**Document:**
———
LXXXIX.

J’ai tellement regardé que je ne sais plus voir. J’ai assisté à la lente décadence du luxe, de la joie, du bien-être sans m’apercevoir de tout ce qui se mourait peu à peu autour de moi, comme un homme, dans une salle de bal dont on éteindrait une à une les bougies, ne s’apercevrait pas de l’ombre grandissante. Pour voir réellement Paris tel qu’il est aujourd’hui, tel que la Commune l’a fait, j’ai besoin d’un effort. Fermons les yeux. Évoquons la vision ancienne de Paris vivant, joyeux, heureux dans ses tristesses même. C’est fait, je me suis souvenu, j’ai revu. Maintenant ouvrons les yeux et voyons.

Dans la rue où j’habite, pas une voiture. Des hommes, en uniformes de gardes nationaux, suivent les trottoirs. Une ménagère, sur le pas d’une porte, cause avec sa concierge. Elles parlent bas. Bien des boutiques sont fermées, d’autres à demi closes, quelques-unes ouvertes. Chez le marchand de vin du coin, une femme du peuple est debout devant le comptoir et boit.

Le faubourg Montmartre résiste à l’envahissement du silence et de l’apathie. Cette artère bat encore. Il y a des rubans derrière quelques vitrines, des femmes en cheveux qui passent et sourient, des hommes qui les regardent, et, au coin du boulevard, une sorte d’encombrement et de tumulte produits par un nombre considérable de fillettes et de gamins glapissant ou hurlant des titres de journaux. Mais, à ce point même où la foule est presque compacte, on sent qu’il y a des vides. Il se présente à la fois à l’esprit ces deux idées contraires : multitude et solitude. C’est une impression étrange. Imaginez quelque chose comme un désert où il y aurait du monde.

Le boulevard apparaît très-long. Il y avait là autrefois des choses qui vous empêchaient de regarder au loin ; l’œil n’y a plus de caprices, et regarde devant lui. Quelques voitures cependant, et des omnibus. Les passants sont des passants et ne sont pas des promeneurs. On est sorti, parce que l’on a été obligé de sortir ; sans cela on serait resté chez soi. Les courses paraissent interminables maintenant, et des gens qui, naguère, rôdaient du matin au soir, vous disent à présent : « C’est très-loin, la Madeleine. » D’hommes en redingote ou en blouse, on n’en voit guère ; les vieillards seuls se hasardent à ne point porter l’uniforme. Devant les cafés sont assis des officiers de l’armée fédérée ; ils sont souvent sept ou huit autour d’une table. On s’approche ; ils parlent de la démission de leur dernier commandant. Quelques femmes çà et là, voilées, rapides. Des chapeaux sombres, des robes éteintes. Parfois, tout à coup, retentit le galop d’un cheval. Autrefois ce bruit se serait perdu dans les bruits. C’est une estafette, — un garibaldien rouge ou un vengeur de Flourens — qui chevauche un lourd cheval de charrette, dont les deux pieds de devant font le bruit d’une planche qui s’abat. De temps en temps une compagnie de fédérés se dirige vers la Madeleine, des pains au bout des baïonnettes. Quand on jette un coup d’œil à droite ou à gauche dans les rues, on voit les pavés déserts et toute la rue dans sa longueur solitaire. Il y a aussi des moments où, sur toute une partie du boulevard, il ne passe absolument personne. Cependant, parmi tout cela, je ne sais quel désir de réveil, mais opprimé, éteint, par l’habitude de l’apathie.
———
**Exercices:**
A - Répondez aux questions suivantes sur le texte consacré à Paris sous la Commune.
(i) Dans la rue décrite au début, que fait la femme du peuple chez le marchand de vin du coin ?
(ii) Quelle artère résiste à l'envahissement du silence et de l'apathie ?
(iii) De quoi parlent les officiers de l'armée fédérée assis devant les cafés ?
B - Réécrivez le passage du texte sur Paris sous la Commune qui commence par « J’ai tellement regardé » et va jusqu'à « yeux et voyons. », en remplaçant « la Commune » par « l'insurrection ».
———
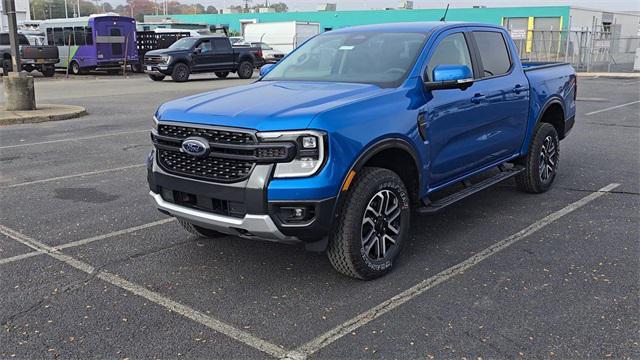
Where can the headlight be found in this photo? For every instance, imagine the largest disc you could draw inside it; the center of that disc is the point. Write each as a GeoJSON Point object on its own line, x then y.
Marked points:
{"type": "Point", "coordinates": [309, 156]}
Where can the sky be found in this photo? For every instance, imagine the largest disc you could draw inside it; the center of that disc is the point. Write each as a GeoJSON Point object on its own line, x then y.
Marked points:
{"type": "Point", "coordinates": [310, 5]}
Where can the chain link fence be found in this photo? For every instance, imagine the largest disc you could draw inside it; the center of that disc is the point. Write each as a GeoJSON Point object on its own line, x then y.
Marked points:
{"type": "Point", "coordinates": [586, 50]}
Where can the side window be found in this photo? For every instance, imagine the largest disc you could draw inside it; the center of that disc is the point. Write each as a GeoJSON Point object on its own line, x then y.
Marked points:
{"type": "Point", "coordinates": [79, 35]}
{"type": "Point", "coordinates": [452, 50]}
{"type": "Point", "coordinates": [221, 45]}
{"type": "Point", "coordinates": [205, 46]}
{"type": "Point", "coordinates": [58, 36]}
{"type": "Point", "coordinates": [493, 52]}
{"type": "Point", "coordinates": [50, 40]}
{"type": "Point", "coordinates": [68, 36]}
{"type": "Point", "coordinates": [88, 33]}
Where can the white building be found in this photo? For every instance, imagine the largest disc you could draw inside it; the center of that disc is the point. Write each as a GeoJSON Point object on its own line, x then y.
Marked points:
{"type": "Point", "coordinates": [22, 14]}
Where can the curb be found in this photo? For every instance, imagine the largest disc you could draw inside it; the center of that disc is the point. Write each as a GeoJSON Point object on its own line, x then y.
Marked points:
{"type": "Point", "coordinates": [44, 113]}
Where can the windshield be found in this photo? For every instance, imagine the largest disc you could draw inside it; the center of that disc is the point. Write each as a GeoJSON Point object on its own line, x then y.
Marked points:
{"type": "Point", "coordinates": [383, 59]}
{"type": "Point", "coordinates": [183, 44]}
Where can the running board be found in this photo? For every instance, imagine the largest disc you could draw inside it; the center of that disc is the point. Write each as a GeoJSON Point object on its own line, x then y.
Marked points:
{"type": "Point", "coordinates": [467, 191]}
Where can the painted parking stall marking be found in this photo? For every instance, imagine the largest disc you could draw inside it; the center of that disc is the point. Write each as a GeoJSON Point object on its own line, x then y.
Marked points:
{"type": "Point", "coordinates": [159, 299]}
{"type": "Point", "coordinates": [364, 318]}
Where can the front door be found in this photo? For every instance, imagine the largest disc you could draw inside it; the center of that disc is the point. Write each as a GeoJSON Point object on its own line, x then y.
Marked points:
{"type": "Point", "coordinates": [455, 119]}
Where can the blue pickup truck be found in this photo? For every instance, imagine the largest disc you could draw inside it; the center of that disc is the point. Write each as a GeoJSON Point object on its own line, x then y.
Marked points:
{"type": "Point", "coordinates": [353, 135]}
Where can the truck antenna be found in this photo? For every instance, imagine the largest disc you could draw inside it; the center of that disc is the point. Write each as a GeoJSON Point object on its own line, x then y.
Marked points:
{"type": "Point", "coordinates": [444, 17]}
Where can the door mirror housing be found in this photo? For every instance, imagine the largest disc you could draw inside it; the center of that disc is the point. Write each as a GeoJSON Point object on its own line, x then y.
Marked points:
{"type": "Point", "coordinates": [264, 70]}
{"type": "Point", "coordinates": [450, 77]}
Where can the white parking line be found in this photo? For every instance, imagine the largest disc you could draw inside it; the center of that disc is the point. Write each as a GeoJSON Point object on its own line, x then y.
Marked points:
{"type": "Point", "coordinates": [72, 176]}
{"type": "Point", "coordinates": [364, 318]}
{"type": "Point", "coordinates": [88, 240]}
{"type": "Point", "coordinates": [611, 108]}
{"type": "Point", "coordinates": [75, 139]}
{"type": "Point", "coordinates": [157, 298]}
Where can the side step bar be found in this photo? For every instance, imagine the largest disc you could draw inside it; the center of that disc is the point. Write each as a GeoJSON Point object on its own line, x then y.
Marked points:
{"type": "Point", "coordinates": [435, 206]}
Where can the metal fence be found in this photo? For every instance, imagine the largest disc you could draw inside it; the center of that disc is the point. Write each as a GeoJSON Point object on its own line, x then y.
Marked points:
{"type": "Point", "coordinates": [586, 50]}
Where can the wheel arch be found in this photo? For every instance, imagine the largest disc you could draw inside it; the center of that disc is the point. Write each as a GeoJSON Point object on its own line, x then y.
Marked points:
{"type": "Point", "coordinates": [405, 162]}
{"type": "Point", "coordinates": [553, 113]}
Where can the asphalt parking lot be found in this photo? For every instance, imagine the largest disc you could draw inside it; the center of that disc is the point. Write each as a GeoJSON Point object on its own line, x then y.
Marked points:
———
**Réponses par exercice:**
A -
(i) Elle est debout devant le comptoir et boit.
(ii) Le faubourg Montmartre.
(iii) De la démission de leur dernier commandant.

B -
J’ai tellement regardé que je ne sais plus voir. J’ai assisté à la lente décadence du luxe, de la joie, du bien-être sans m’apercevoir de tout ce qui se mourait peu à peu autour de moi, comme un homme, dans une salle de bal dont on éteindrait une à une les bougies, ne s’apercevrait pas de l’ombre grandissante. Pour voir réellement Paris tel qu’il est aujourd’hui, tel que l'insurrection l’a fait, j’ai besoin d’un effort. Fermons les yeux. Évoquons la vision ancienne de Paris vivant, joyeux, heureux dans ses tristesses même. C’est fait, je me suis souvenu, j’ai revu. Maintenant ouvrons les yeux et voyons.